### Task objective
Copy every record word for word.

### Dataset extract
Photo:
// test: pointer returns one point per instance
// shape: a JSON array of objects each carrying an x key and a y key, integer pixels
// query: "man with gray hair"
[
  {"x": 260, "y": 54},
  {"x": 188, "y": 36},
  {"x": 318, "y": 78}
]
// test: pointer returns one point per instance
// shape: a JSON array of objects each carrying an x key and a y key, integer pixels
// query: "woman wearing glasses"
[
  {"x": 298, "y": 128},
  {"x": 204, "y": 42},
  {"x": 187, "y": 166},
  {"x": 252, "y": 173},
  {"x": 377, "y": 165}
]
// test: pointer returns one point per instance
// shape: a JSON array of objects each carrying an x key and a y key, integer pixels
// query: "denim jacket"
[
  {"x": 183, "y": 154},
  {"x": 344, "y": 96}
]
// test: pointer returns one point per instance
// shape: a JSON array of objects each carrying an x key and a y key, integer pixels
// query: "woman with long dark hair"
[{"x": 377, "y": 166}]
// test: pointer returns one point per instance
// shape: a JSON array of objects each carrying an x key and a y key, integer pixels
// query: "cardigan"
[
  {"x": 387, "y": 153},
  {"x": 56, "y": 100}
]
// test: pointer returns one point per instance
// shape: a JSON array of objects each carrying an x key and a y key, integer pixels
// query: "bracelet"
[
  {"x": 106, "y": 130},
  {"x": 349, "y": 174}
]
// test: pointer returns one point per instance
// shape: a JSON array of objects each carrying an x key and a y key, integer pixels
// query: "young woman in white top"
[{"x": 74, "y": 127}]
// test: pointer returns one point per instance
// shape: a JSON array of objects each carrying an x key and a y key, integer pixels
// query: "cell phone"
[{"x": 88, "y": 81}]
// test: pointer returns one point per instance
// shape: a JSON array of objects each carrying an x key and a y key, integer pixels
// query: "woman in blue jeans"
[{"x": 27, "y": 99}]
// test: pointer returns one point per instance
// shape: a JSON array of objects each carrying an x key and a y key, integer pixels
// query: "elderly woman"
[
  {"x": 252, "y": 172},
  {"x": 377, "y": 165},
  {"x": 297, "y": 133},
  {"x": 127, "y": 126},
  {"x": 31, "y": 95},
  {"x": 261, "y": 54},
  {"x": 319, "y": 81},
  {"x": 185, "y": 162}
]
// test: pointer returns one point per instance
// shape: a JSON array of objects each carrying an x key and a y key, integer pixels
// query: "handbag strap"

### Response to the exercise
Photo:
// test: pointer returns one point per instance
// shape: a JSON array of objects each carrying an x key and a y key, integer pixels
// query: "man with gray hair"
[
  {"x": 260, "y": 54},
  {"x": 188, "y": 36},
  {"x": 318, "y": 78}
]
// test: pointer returns one point per instance
// shape: a JSON array of objects each carrying an x key and a y key, integer pixels
// query: "woman wearing glasses"
[
  {"x": 298, "y": 128},
  {"x": 204, "y": 42},
  {"x": 187, "y": 166},
  {"x": 252, "y": 173},
  {"x": 377, "y": 165}
]
// test: pointer returns one point per instance
// shape: a JSON array of objects each carrying an x key and a y key, integer pixels
// query: "denim jacket"
[
  {"x": 183, "y": 154},
  {"x": 344, "y": 96}
]
// test: pointer returns one point per instance
// shape: a JSON array of objects each carrying an x key and a y key, integer pixels
// query: "woman with long dark hair"
[{"x": 377, "y": 166}]
// test: pointer returns one point per instance
// shape: a JSON array of objects each carrying an x key and a y key, integer pixels
// query: "cardigan"
[
  {"x": 387, "y": 153},
  {"x": 56, "y": 100}
]
// test: pointer returns one point per instance
// shape: a JSON array of objects each carrying an x key and a y key, integer pixels
// query: "bracelet"
[
  {"x": 106, "y": 130},
  {"x": 349, "y": 174}
]
// test: pointer returns one point per instance
// shape: a JSON array of objects each carrying an x key and a y key, integer pixels
// query: "young woman in white top"
[{"x": 74, "y": 127}]
// test: pointer returns one point per instance
// shape: a JSON array of objects each carrying an x key and a y key, integer pixels
// query: "cell phone"
[{"x": 88, "y": 81}]
// test: pointer returns one point per instance
// shape: a JSON array of objects each carrying an x key and a y key, integer pixels
// query: "woman in blue jeans"
[{"x": 27, "y": 99}]
// test: pointer returns one point per instance
// shape: a JSON array of objects each carrying an x key and a y key, integer pixels
// query: "elderly woman"
[
  {"x": 252, "y": 172},
  {"x": 377, "y": 165},
  {"x": 297, "y": 133},
  {"x": 127, "y": 126},
  {"x": 31, "y": 95},
  {"x": 261, "y": 54},
  {"x": 319, "y": 81},
  {"x": 185, "y": 162}
]
// test: pointer returns one point per instance
// shape: a JSON array of objects each carrying an x key and a y key, integer pixels
// query: "handbag strap"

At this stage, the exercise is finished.